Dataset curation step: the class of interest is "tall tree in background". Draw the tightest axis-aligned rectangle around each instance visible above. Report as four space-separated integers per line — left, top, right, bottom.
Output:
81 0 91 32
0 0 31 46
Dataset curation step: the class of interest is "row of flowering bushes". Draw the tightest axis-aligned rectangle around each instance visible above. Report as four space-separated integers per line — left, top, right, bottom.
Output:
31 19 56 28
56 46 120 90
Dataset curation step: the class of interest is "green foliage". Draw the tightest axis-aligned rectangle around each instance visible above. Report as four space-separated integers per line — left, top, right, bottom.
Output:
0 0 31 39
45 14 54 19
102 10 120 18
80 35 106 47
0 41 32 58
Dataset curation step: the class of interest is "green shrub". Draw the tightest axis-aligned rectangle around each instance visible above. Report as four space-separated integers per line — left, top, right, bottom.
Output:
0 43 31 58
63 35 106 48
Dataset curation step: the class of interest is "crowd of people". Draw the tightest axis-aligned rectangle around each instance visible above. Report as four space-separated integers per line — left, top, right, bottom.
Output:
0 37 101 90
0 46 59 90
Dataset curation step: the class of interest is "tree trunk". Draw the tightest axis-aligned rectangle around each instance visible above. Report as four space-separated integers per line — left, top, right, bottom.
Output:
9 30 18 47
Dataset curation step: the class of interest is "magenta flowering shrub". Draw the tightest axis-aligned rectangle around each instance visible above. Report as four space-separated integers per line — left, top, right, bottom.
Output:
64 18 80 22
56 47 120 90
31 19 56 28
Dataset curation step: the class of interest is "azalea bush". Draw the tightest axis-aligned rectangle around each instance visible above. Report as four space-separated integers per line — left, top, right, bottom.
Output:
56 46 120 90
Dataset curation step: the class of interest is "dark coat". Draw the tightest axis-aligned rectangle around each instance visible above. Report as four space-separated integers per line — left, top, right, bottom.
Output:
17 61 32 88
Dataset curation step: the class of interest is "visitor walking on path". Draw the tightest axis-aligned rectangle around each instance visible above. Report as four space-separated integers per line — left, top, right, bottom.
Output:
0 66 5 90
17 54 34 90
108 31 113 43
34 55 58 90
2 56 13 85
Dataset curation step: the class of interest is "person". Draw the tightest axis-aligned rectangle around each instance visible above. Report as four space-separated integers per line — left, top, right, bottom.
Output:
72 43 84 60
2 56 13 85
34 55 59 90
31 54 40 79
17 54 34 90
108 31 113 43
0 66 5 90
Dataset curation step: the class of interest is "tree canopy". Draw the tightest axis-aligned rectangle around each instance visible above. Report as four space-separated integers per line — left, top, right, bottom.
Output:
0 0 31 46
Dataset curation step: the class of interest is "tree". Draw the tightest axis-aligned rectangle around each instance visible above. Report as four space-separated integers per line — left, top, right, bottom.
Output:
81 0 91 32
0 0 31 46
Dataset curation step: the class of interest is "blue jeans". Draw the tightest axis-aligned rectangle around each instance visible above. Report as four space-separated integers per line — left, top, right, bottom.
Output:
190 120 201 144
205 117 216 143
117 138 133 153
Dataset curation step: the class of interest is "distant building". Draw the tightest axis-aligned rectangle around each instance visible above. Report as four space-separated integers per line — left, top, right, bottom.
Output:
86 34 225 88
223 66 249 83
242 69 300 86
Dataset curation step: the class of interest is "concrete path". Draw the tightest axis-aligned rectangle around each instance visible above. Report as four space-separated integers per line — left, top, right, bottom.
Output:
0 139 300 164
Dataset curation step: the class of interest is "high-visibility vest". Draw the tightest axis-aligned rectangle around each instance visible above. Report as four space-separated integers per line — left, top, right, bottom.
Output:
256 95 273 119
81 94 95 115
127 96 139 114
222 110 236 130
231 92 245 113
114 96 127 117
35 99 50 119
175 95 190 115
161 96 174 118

•••••

● **Set exercise**: Print the material verbatim, all of it.

● **Result**:
Dataset curation step: the class of interest is "tall tree in background". Draw the tightest axis-aligned rectangle around each instance visible above. Report as four space-separated integers per line — left, top, right, bottom.
Output:
81 0 91 32
0 0 31 46
Dataset curation step: the class of interest is "row of flowering bushes". Draw the tightest axis-aligned rectangle around each instance visible above. Report as four space-separated integers per line — left, top, right, bottom.
Output:
31 19 56 28
56 46 120 90
Dataset curation step: the class of interest is "green foliage". Draw the tightest axis-aligned rectangle around each instance visible above. Report as four space-separated integers per line — left, top, right, bottom.
Output:
0 0 31 39
45 14 54 19
102 10 120 18
80 35 106 47
0 41 32 58
Dataset curation step: the class of interest is "green shrub". Draw the tightest axis-aligned rectangle around each instance visible above. Report as four space-separated integers per line — left, top, right, bottom.
Output:
0 43 31 58
63 35 106 48
Dataset curation step: the class of interest is "crowd of people". Draw the tightest axis-aligned rectangle around each instance visible above. Report as four space-separated integers per line — left, top, right, bottom.
Output:
0 37 101 90
0 46 59 90
Dataset curation step: the class of interest is "tree trunk". Draw the tightest axis-aligned rectangle around each instance visible above. Report as four space-separated integers per line — left, top, right, bottom.
Output:
9 30 18 47
Dataset curation step: the class of interest is "magenta flowering shrub". Draw the tightest axis-aligned rectangle around each instance visible above. Report as four space-separated integers per line — left, top, right, bottom.
Output:
64 18 80 22
56 47 120 90
31 19 56 28
Dataset curation step: the class of interest is "azalea bush". Draw the tightest axis-aligned rectangle around each instance visible above. Report as four space-separated integers per line — left, top, right, bottom.
Output:
56 46 120 90
Dataset curation step: the class of interest is "dark coat". Draw the tightest axis-aligned rectangle around each instance visible above. Report as four space-separated integers per line — left, top, right, bottom.
Output:
17 61 32 88
Dataset curation step: the class of interest is "visitor walking on path". Draw the tightest axis-aligned rectangle around each instance visible above. Report as four space-separated integers per line — left, top, right, bottom.
Output:
0 66 5 90
17 54 34 90
108 31 113 43
34 55 58 90
2 56 13 85
Dataset curation step: the class of interest is "person". Draw the tightest axis-aligned rectangle around each instance visible above. Report as four space-separated integers per line — left, top, right, bottom.
Output:
72 43 84 60
2 56 13 85
34 55 59 90
31 54 40 79
17 54 34 90
108 31 113 43
0 66 5 90
Dataset curation step: the class of interest is "tree canopy". Draw the tightest axis-aligned rectangle around each instance visible above. Report as four space-separated integers per line — left, top, right, bottom.
Output:
0 0 31 46
Dataset curation step: the class of interest is "tree". Draw the tightest axis-aligned rectangle around each instance visible above. Report as four space-separated integers per line — left, top, right, bottom.
Output:
81 0 91 32
0 0 31 46
Dataset curation step: the class of interest is "blue jeans". Draw the tightest axis-aligned rectangle around each instance visible above. Report as four space-separated integers per line — left, top, right, bottom.
Output:
190 120 201 144
205 117 216 143
117 138 133 153
Dataset curation step: the class of interest is "distant building". Draw the tightest axis-aligned rectangle around each instance visible above. Report as four space-separated integers per line — left, top, right, bottom.
Output:
86 34 225 88
223 66 249 83
242 69 300 86
Dataset curation step: the class of interest is "concrete path". Draw the tightest axis-aligned rectangle around each instance visible above. Report as four space-separated integers per line — left, top, right, bottom.
Output:
0 139 300 164
Dataset curation step: the class of interest is "high-visibility vest". Draw the tightest axis-aligned rectangle around each instance visible above. Report as four space-separated integers per line — left, top, right, bottom.
Output:
256 95 273 119
81 94 95 115
127 96 139 114
222 110 236 130
231 92 245 113
114 96 127 117
35 99 50 119
175 95 190 115
161 96 174 118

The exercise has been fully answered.